» **WORK INSTRUCTIONS**:
1) Extract the passage of the interview on legal precedent starting with "The Roberts Court" and going on through "decides big cases.".
2) Drawing on the interview on legal precedent, explain in one to three sentences why narrowing a precedent can be thought of as lying between distinguishing and overruling.
** Begin EXTRACTED TEXT **
What makes precedent such an intriguing area of study?
Case law has always been one of the main building blocks of legal practice, but until recently there was little guidance on how precedent is made, changed, and marshaled. It’s now becoming more common to talk about “precedent on precedent,” but even that phrase generally refers to stare decisis, or the question whether to overrule a precedent.
What about all the less dramatic but more common ways that precedent comes into play, even when nobody is talking about overruling? For example, many cases feature debate on what exactly yesterday’s ruling stands for, or on how broadly to write today’s opinion. There is a shortage of case law and scholarship addressing those common but relatively nuanced questions.
The Roberts Court has also prompted new enthusiasm for the topic through its controversial and creative uses of precedent. I agree that there is something interesting going on at the Court, but I am not as sure as the critics that the justices are up to no good. So I was also drawn to some still-ongoing debates about how the Court treats precedent when it decides big cases.
You mention the Supreme Court. Can you talk more about its creative uses of precedent and whether they are justifiable?
I think the Supreme Court’s practice of reading its own case law narrowly — or narrowing precedent — can be defended. We can think of narrowing as lying in between distinguishing and overruling. When a court distinguishes precedent, it concludes that the precedent isn’t best read to apply. And when a court overrules precedent, it overrides a decision that admittedly applies. By contrast, a court narrows precedent by giving it a limited reading, even if the precedent is best read to apply.
** End EXTRACTED TEXT **
** Begin PROVIDED INFORMATION **
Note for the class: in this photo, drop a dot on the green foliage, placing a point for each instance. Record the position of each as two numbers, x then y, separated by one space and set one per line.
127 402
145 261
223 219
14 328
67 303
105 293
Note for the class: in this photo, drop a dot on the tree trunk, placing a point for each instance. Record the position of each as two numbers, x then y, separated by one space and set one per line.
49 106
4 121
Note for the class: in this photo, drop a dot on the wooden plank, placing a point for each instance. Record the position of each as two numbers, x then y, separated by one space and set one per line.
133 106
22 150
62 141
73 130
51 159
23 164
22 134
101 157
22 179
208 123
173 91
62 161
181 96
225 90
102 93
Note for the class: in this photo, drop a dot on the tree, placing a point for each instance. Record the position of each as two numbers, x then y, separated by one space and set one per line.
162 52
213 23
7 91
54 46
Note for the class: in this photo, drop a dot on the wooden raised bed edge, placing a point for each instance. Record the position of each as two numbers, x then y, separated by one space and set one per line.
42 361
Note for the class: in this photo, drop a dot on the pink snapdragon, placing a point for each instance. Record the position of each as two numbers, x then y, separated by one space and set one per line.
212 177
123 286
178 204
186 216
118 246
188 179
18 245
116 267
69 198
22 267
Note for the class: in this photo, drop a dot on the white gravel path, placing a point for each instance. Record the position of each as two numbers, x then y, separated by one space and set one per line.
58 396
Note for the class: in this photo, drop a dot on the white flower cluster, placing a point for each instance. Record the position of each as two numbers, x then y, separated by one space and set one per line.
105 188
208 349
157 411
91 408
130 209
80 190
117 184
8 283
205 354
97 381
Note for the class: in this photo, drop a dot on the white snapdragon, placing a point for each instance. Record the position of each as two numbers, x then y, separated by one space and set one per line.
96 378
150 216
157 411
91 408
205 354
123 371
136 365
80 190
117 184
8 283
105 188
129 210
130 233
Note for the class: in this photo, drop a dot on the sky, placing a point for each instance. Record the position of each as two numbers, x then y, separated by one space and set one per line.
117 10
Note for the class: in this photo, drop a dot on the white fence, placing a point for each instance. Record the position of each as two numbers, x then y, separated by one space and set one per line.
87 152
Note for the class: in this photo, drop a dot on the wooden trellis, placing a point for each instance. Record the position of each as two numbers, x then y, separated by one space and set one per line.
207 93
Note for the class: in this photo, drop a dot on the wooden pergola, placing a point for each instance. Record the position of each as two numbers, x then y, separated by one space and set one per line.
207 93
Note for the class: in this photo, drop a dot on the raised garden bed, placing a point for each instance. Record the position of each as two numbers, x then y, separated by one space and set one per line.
** End PROVIDED INFORMATION **
» **EXERCISE ANSWERS**:
1)
The Roberts Court has also prompted new enthusiasm for the topic through its controversial and creative uses of precedent. I agree that there is something interesting going on at the Court, but I am not as sure as the critics that the justices are up to no good. So I was also drawn to some still-ongoing debates about how the Court treats precedent when it decides big cases.

2) A court that distinguishes a precedent concludes that the precedent isn't best read to apply. A court that overrules a precedent overrides a decision that admittedly applies. Narrowing falls between the two because the court gives the precedent a limited reading even if it is best read to apply.